■ BRIEF
What is needed here is an exact copy of all the records below.

■ DATA FOR THIS EXERCISE
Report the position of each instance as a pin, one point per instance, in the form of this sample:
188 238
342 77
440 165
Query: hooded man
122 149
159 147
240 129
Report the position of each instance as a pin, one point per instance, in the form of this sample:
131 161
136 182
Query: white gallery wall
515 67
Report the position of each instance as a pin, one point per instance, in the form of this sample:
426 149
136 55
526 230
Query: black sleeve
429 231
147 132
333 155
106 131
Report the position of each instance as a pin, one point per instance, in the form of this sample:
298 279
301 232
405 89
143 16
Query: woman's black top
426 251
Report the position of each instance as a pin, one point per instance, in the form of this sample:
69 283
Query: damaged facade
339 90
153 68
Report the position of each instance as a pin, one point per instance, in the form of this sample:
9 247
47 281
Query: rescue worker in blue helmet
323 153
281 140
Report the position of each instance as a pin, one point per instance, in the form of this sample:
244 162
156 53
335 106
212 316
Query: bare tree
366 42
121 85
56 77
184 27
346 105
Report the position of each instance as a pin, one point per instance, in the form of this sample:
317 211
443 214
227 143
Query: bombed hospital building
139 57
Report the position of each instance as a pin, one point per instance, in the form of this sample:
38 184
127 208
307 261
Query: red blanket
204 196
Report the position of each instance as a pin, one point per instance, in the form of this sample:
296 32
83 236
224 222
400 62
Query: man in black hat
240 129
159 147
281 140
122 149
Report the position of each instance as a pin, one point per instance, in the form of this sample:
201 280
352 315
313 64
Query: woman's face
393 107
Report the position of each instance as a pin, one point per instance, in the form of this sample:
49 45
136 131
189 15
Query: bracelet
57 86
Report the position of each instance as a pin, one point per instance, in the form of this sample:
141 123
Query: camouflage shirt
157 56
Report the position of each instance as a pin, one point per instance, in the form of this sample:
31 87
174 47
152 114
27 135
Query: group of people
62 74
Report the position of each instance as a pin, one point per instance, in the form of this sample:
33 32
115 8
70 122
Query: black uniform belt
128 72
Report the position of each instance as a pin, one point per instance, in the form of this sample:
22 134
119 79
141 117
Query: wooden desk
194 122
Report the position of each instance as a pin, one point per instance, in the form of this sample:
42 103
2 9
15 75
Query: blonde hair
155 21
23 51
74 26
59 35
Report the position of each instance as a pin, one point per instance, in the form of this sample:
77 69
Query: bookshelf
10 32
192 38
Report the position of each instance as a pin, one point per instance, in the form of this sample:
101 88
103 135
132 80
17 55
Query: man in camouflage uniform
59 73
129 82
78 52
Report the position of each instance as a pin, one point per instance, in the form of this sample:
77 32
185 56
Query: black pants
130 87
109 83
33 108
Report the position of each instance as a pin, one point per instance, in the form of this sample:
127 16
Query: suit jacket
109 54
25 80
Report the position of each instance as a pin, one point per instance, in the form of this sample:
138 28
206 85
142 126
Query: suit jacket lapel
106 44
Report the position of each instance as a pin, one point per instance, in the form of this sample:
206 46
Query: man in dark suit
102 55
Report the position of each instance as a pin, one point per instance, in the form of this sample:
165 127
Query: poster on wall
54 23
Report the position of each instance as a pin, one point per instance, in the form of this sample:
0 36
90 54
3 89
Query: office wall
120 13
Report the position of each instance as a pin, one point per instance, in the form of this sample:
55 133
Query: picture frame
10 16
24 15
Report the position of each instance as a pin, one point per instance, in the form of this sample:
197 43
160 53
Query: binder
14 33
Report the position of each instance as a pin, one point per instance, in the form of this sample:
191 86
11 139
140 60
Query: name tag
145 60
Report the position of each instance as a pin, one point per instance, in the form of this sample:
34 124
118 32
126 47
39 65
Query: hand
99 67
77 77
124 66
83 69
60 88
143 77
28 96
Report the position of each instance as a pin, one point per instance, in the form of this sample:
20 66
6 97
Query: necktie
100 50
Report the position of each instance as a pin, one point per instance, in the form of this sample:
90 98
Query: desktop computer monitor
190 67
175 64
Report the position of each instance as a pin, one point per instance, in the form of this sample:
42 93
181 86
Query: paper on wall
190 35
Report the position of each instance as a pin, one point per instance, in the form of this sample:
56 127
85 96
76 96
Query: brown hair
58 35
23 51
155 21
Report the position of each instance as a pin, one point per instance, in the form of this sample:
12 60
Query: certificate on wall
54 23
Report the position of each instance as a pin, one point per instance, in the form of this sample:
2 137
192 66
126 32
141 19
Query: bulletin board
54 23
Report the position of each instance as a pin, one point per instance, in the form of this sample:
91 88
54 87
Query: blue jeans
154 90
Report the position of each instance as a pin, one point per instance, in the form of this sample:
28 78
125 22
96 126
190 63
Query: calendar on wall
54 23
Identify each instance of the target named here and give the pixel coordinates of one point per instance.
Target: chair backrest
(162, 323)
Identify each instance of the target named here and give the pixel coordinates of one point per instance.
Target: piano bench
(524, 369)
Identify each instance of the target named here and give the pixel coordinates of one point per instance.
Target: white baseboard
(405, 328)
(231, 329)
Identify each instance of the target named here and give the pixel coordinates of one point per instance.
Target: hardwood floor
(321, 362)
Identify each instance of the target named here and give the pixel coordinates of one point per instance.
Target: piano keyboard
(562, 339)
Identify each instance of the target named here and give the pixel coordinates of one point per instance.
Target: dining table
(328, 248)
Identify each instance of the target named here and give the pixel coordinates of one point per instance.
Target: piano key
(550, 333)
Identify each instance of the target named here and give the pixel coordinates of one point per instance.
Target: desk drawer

■ EXERCISE RESPONSE
Report the position of each instance as a pin, one point per instance, in the form of this sample:
188 238
342 77
440 165
Query: hooded man
122 149
159 147
240 129
Report the position of each instance as a pin, one point per instance, in the form of this sample:
131 161
136 182
Query: white gallery wall
515 67
Report the position of each instance as a pin, one point per instance, in the form of this sample:
426 149
136 55
526 230
Query: black sleeve
429 231
147 132
333 155
106 131
Report the position of each instance as a pin, one point per instance, in the form of this sample:
298 279
301 232
405 89
143 16
Query: woman's black top
426 251
Report the position of each instance as a pin, one point per instance, in the form of this sample:
69 283
Query: damaged facade
339 90
153 68
Report the position of each instance as a pin, one point per instance, in the form of this sample:
9 247
47 281
Query: rescue worker in blue helmet
323 153
281 140
Report the position of each instance as a pin, one point per instance, in the form of this sample:
244 162
156 53
335 106
212 316
Query: bare tree
366 42
121 85
56 77
184 27
346 105
Report the position of each instance as a pin, one point per instance, in the form of this sample:
317 211
443 214
227 143
Query: bombed hospital building
139 57
Report the position of each instance as a pin, one point per instance, in the form of this sample:
38 184
127 208
307 261
Query: red blanket
204 196
Report the position of each instance as a pin, one point per instance, in the form of this sample:
296 32
83 236
224 222
400 62
Query: man in black hat
240 129
159 147
281 140
122 149
Report the position of each instance as a pin, one point per instance, in the form of this sample:
201 280
352 315
313 64
Query: woman's face
393 107
Report the position of each instance as a pin, one point per instance, in the form of this sample:
49 45
136 131
189 15
Query: bracelet
57 86
Report the position of each instance as a pin, one point per instance, in the form of this sample:
141 123
Query: camouflage shirt
157 56
Report the position of each instance as a pin, one point per instance, in the form of this sample:
31 87
174 47
152 114
27 135
Query: group of people
62 74
Report the position of each instance as a pin, one point per instance, in the form of this sample:
33 32
115 8
70 122
Query: black uniform belt
128 72
Report the position of each instance as a pin, one point per instance, in the form of this sample:
22 134
119 79
141 117
Query: wooden desk
194 122
Report the position of each instance as a pin, one point per instance, in the form of this sample:
42 103
2 9
15 75
Query: blonde hair
155 21
23 51
74 26
59 35
Report the position of each instance as a pin, one point per instance, in the form of this sample:
77 69
Query: bookshelf
10 32
192 38
Report the position of each instance as a pin, one point per instance, in the form of this sample:
101 88
103 135
132 80
17 55
Query: man in camouflage uniform
59 73
129 82
78 52
Report the position of each instance as a pin, one point per instance, in the form of this sample:
77 32
185 56
Query: black pants
130 87
109 83
33 108
Report the position of each instance as a pin, one point per instance, in the form of this sample:
127 16
Query: suit jacket
109 54
25 80
Report the position of each instance as a pin, one point per instance, in the form of this sample:
138 28
206 85
142 126
Query: suit jacket lapel
106 44
Report the position of each instance as a pin, one point per instance, in the form of this sample:
206 46
Query: man in dark suit
102 55
Report the position of each instance as a pin, one point per instance, in the form of this sample:
165 127
Query: poster on wall
54 23
Report the position of each instance as a pin, one point per instance, in the form of this sample:
0 36
90 54
3 89
Query: office wall
120 13
Report the position of each instance as a pin, one point per instance, in the form of this sample:
55 133
Query: picture frame
10 16
24 15
Report the position of each instance as a pin, one point per instance, in the form of this sample:
197 43
160 53
Query: binder
14 33
Report the position of each instance as a pin, one point per instance, in the form of this sample:
191 86
11 139
140 60
Query: name tag
145 60
Report the position of each instance as a pin, one point per instance, in the form of this sample:
34 124
118 32
126 47
39 65
Query: hand
99 67
77 77
124 66
83 69
60 88
143 77
28 96
Report the position of each instance as a pin, one point per instance, in the form of this sample:
20 66
6 97
Query: necktie
100 50
Report the position of each instance as a pin, one point per instance, in the form of this sample:
90 98
Query: desktop computer monitor
190 67
175 64
Report the position of each instance as a pin, one point per instance, in the form of this sample:
42 93
181 86
Query: paper on wall
190 35
Report the position of each instance as a pin, one point per instance, in the form of this sample:
56 127
85 96
76 96
Query: brown hair
58 35
23 51
155 21
Report the position of each instance as a pin, one point per instance, in the form of this sample:
12 60
Query: certificate on wall
54 23
Report the position of each instance as a pin, one point per instance, in the form of this sample:
2 137
192 66
126 32
141 19
Query: bulletin board
54 23
Report the position of each instance as a pin, one point per instance, in the form of this sample:
91 88
54 87
Query: blue jeans
154 90
Report the position of each instance as a pin, one point per instance, in the form of this sample:
28 78
125 22
96 126
190 63
Query: calendar on wall
54 23
Identify each instance of the target named here and give the pixel coordinates of one point per instance.
Target: chair backrest
(162, 323)
Identify each instance of the target named here and give the pixel coordinates of one point per instance.
Target: piano bench
(524, 369)
Identify each instance of the target named here and give the pixel coordinates of one point per instance.
Target: white baseboard
(405, 328)
(231, 329)
Identify each instance of the target named here and give the pixel coordinates of one point per instance.
Target: hardwood floor
(321, 362)
Identify each instance of the target named here and give the pixel coordinates of one point per instance.
Target: piano keyboard
(562, 339)
Identify each instance of the target named here and give the pixel coordinates of one point per instance.
Target: dining table
(328, 248)
Identify each instance of the target named here and give the pixel coordinates of one point per instance.
Target: piano key
(550, 333)
Identify each instance of the target named here and give the pixel coordinates of one point per instance.
Target: desk drawer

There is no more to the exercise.